→ **HOW TO COMPLETE THIS TASK**
Examine each line of the data. Copy those that contain the string "glass".

→ **MATERIAL FOR THE TASK**
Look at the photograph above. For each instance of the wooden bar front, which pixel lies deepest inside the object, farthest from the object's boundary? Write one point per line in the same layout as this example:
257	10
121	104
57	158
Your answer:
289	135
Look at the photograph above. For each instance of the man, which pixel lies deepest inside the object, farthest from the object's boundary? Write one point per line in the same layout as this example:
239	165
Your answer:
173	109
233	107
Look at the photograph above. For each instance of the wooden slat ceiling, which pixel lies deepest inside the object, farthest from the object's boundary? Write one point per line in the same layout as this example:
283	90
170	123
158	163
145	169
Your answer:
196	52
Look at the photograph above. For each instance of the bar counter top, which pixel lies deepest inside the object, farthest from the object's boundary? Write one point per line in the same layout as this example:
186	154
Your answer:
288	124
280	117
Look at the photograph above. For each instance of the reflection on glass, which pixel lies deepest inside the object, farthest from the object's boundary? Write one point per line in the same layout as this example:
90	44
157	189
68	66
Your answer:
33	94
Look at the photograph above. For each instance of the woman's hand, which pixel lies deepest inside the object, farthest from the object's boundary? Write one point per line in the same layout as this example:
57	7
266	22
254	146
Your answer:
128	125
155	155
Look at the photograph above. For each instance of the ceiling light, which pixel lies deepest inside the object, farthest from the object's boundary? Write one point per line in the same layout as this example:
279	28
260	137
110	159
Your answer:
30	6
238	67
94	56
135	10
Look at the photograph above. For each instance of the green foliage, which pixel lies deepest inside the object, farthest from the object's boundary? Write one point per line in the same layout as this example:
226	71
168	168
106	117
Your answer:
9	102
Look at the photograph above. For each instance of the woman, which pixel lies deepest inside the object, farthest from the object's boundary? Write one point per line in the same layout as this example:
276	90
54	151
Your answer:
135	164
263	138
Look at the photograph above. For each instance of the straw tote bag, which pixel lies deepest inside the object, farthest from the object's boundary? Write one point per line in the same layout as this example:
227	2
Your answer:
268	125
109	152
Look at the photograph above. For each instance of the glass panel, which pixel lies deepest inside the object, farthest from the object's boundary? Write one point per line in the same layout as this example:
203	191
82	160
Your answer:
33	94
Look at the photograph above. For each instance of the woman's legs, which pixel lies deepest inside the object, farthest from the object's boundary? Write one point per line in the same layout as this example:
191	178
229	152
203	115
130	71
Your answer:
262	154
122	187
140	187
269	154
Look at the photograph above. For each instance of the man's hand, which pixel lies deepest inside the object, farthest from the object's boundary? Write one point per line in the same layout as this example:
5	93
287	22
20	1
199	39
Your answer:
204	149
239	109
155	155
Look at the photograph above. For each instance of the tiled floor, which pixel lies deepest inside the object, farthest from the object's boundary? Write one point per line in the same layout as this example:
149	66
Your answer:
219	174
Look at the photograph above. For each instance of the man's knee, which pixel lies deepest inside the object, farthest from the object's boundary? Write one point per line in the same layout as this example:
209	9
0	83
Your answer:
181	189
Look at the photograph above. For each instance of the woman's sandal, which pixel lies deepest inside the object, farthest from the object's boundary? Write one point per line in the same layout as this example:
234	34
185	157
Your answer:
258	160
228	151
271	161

→ **COMPLETED EXERCISE**
Look at the photograph above. For each instance of the reflection on glass, which pixel lies deepest inside the object, farthest from the object's boundary? Write one point per line in the same layout as this example:
Look at the photograph above. For each instance of the glass panel, which pixel lies deepest inside the object, farthest from the object's boundary? Write one point per line in the same layout as this example:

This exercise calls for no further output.